Work required: Reproduce the items below from the line with "Shot-chart prep: mark the yellow container" up to and including the line with "column 519, row 195", and give back only those lines.

── Provided records ──

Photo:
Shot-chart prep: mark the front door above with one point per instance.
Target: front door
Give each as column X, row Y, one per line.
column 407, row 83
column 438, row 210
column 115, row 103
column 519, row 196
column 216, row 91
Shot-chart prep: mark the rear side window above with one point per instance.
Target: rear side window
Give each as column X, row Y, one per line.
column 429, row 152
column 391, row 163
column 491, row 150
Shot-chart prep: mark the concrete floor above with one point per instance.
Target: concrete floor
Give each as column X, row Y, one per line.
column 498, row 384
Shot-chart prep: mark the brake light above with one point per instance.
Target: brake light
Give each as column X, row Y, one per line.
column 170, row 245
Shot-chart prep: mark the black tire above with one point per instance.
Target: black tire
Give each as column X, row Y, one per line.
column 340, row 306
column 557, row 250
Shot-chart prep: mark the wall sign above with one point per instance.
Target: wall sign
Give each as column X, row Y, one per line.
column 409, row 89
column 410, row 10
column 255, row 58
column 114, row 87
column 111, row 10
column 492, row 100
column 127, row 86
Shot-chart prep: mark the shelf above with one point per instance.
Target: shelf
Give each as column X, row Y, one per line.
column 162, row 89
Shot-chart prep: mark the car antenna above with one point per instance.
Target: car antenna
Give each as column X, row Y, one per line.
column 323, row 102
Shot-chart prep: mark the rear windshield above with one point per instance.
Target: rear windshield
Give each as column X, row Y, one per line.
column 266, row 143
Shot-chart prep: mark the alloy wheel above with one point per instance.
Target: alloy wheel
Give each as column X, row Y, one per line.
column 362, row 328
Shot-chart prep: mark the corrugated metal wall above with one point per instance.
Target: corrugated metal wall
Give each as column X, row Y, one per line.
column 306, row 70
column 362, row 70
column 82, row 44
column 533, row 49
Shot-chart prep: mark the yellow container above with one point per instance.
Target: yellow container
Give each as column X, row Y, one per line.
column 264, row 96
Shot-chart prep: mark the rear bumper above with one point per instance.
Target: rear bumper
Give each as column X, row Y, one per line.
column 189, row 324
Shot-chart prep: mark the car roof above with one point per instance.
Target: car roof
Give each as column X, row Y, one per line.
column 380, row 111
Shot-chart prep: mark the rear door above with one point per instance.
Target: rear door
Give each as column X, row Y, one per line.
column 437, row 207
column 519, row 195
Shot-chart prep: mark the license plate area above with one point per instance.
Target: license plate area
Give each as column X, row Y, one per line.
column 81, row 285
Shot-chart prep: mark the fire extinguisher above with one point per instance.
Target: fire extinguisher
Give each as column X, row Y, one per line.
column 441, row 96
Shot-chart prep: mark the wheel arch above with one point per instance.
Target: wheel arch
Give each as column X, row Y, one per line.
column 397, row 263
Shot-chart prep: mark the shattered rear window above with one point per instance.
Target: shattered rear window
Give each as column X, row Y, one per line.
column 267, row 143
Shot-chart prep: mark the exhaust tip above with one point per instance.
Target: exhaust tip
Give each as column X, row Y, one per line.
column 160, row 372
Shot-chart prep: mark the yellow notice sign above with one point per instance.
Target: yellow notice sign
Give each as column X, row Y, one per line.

───

Exercise result:
Shot-chart prep: mark the yellow container above with one point per instance.
Target: yellow container
Give each as column X, row Y, one per line.
column 264, row 96
Shot-chart prep: mark the rear bumper above with one point per instance.
Target: rear bumper
Give each as column X, row Y, one per line.
column 189, row 324
Shot-chart prep: mark the car roof above with one point per instance.
Target: car roof
Give each as column X, row Y, one per line.
column 380, row 111
Shot-chart prep: mark the rear door above with one point per instance.
Target: rear door
Give each as column X, row Y, one per line.
column 437, row 207
column 519, row 195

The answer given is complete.